— Required task 1 —
In the text on hyperfine convergence tests, by what step size is the energy cutoff increased?
— Required task 2 —
Continue the text on hyperfine convergence tests, starting after its final line.

— Reading text —
Several tests are necessary to obtain converged coupling parameters. We provide some example scripts below:

k-points tests

For converging k points, start with the Γ-point and increase the k-point mesh incrementally:

Initial Γ-only mesh: KPOINTS.hyperfine

Script to go through k-point meshes from Γ-only to 8x8x8:

rm -f hyperfine.dat
for a in 1 2 4 6 8
do
cp KPOINTS.hyperfine KPOINTS
sed -i "s/1 1 1/$a $a $a/g" KPOINTS

mpirun -np 4 $PATH_TO_EXECUTABLE/vasp_std

cp OUTCAR OUTCAR.$a
done

Energy cutoff tests

For converging the energy cutoff, start with the value of ENMAX given in the POTCAR file and then increase incrementally in steps of 100 eV:

Initial INCAR: INCAR.hyperfine

 PREC = Accurate  
 ENCUT = 400         
 EDIFF = 1E-6  
 ISMEAR = 0; SIGMA = 0.01 

 LHYPERFINE = .TRUE.

— Lines of data —

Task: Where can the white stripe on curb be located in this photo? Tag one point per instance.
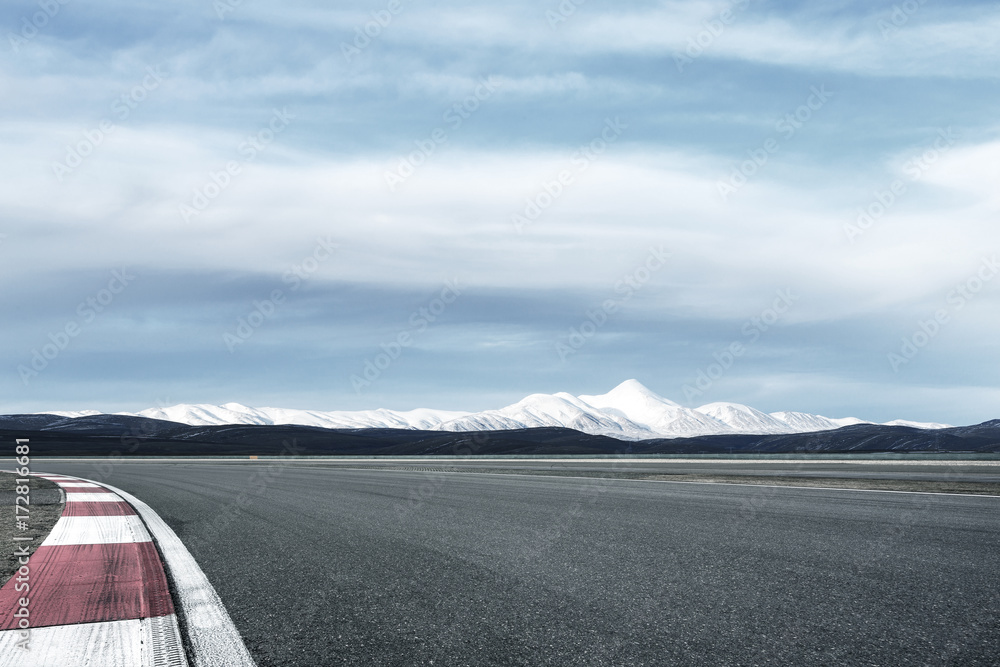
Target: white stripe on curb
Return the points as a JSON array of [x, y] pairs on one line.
[[97, 530], [146, 642], [212, 638]]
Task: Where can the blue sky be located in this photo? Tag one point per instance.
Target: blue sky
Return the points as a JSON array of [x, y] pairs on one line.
[[469, 203]]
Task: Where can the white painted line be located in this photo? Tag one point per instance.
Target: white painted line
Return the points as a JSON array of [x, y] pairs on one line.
[[97, 530], [674, 481], [212, 638], [144, 642], [92, 498]]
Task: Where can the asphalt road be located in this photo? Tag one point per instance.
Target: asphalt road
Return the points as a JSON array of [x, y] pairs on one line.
[[330, 566]]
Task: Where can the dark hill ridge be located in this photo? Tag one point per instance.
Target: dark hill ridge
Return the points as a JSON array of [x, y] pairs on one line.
[[104, 435]]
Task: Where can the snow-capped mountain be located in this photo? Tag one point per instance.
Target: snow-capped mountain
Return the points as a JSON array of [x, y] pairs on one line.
[[630, 411]]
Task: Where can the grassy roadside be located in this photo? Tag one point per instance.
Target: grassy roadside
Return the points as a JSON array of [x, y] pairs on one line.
[[976, 488], [43, 512]]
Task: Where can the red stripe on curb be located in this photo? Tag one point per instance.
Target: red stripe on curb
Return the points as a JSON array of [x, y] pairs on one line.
[[98, 509], [89, 583]]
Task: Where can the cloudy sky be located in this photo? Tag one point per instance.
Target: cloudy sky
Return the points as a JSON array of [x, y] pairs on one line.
[[397, 204]]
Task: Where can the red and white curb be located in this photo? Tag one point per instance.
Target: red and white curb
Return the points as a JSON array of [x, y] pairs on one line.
[[99, 595]]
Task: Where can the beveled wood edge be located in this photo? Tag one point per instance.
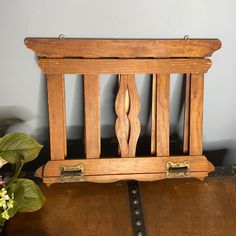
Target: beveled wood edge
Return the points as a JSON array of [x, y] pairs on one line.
[[127, 166], [136, 177], [127, 48], [124, 66]]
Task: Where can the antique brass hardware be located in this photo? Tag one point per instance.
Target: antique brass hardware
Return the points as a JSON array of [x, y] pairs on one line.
[[72, 173], [178, 169]]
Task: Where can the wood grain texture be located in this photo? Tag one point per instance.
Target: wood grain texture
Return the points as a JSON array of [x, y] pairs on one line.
[[154, 114], [122, 128], [123, 66], [57, 117], [52, 47], [196, 114], [77, 209], [183, 207], [200, 175], [134, 110], [127, 125], [186, 114], [92, 116], [163, 115], [124, 166]]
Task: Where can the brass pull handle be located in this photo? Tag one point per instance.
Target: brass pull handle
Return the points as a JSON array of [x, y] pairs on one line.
[[177, 169], [72, 173]]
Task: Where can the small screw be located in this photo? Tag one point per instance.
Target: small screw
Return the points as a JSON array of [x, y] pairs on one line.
[[61, 36], [186, 37], [137, 212], [139, 233], [138, 222], [135, 201], [134, 191]]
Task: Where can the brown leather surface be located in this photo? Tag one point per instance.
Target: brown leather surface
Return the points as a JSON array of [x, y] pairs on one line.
[[82, 209], [190, 207]]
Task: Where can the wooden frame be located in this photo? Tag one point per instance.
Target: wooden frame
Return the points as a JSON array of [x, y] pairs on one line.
[[126, 58]]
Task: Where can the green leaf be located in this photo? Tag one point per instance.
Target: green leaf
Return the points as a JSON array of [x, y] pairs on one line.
[[18, 192], [19, 147], [33, 198], [2, 221]]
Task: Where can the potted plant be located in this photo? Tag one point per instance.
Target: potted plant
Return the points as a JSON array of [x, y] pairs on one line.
[[18, 194]]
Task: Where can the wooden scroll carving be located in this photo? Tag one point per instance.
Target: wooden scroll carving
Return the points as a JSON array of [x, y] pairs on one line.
[[127, 123], [160, 58]]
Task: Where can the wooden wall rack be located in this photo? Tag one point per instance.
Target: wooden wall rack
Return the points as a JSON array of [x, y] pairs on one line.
[[160, 58]]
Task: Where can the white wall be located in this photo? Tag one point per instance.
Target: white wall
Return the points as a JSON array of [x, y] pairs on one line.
[[22, 87]]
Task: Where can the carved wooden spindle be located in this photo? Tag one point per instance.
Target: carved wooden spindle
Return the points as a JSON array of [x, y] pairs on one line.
[[196, 113], [163, 115], [186, 114], [127, 124]]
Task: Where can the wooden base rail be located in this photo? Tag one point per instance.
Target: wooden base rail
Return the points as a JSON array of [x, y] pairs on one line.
[[114, 169], [126, 58]]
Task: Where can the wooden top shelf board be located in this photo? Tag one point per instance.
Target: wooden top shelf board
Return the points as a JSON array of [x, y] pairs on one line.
[[122, 48]]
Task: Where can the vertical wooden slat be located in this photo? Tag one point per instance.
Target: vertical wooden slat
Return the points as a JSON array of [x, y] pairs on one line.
[[122, 122], [163, 115], [92, 116], [127, 107], [196, 114], [154, 113], [57, 120], [186, 114], [134, 109]]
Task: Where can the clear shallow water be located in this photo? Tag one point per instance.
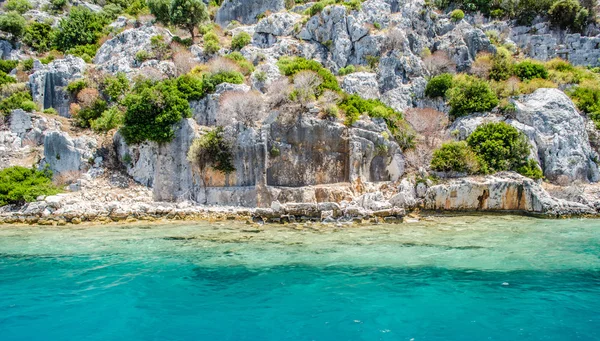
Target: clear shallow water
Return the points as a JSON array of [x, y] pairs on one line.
[[467, 278]]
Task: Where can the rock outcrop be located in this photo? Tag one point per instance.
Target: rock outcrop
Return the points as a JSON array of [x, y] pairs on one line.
[[246, 11], [505, 192], [48, 83], [559, 134]]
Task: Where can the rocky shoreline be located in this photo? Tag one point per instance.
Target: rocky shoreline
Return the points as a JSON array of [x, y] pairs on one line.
[[505, 193]]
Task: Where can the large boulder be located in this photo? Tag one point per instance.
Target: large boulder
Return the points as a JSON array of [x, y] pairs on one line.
[[246, 11], [65, 154], [560, 135], [48, 83], [118, 54], [507, 192]]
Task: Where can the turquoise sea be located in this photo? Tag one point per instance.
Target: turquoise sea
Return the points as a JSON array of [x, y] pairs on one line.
[[451, 278]]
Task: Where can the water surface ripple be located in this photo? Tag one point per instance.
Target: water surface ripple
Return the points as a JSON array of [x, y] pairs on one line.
[[451, 278]]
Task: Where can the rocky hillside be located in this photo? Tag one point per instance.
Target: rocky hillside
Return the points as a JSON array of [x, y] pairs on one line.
[[369, 105]]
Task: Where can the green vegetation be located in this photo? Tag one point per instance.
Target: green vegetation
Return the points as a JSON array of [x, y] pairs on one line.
[[17, 100], [20, 6], [19, 185], [568, 14], [290, 66], [13, 23], [80, 27], [187, 14], [108, 120], [529, 69], [491, 148], [500, 146], [470, 94], [438, 85], [211, 150], [240, 40], [455, 157], [152, 110], [457, 15]]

— Expected answer 1 —
In steps of 100 eV.

— Expected answer 2 —
 NGYROMAG = 10.7084 3.077

 #LASPH = .TRUE.

 ISPIN = 2

Script to loop through ENCUT from 400 eV to 600 eV:

rm -f hyperfine.dat
for a in 400 500 600
do
cp INCAR.hyperfine INCAR
sed -i "s/400/$a/g" INCAR

mpirun -np 4 $PATH_TO_EXECUTABLE/vasp_std

cp OUTCAR OUTCAR.$a
done

References

[szasz:prb:2013-1] K. Szasz, T. Hornos, M. Marsman, and A. Gali, Hyperfine coupling of point defects in semiconductors by hybrid density functional calculations: The role of core spin polarization, Phys. Rev. B, 88, 075202 (2013).

[yazyev:prb:2005-2] O. V. Yazyev, I. Tavernelli, L. Helm, and U. R. Roethlisberger, Core spin-polarization correction in pseudopotential-based electronic structure calculations, Phys. Rev. B 71, 115110 (2006).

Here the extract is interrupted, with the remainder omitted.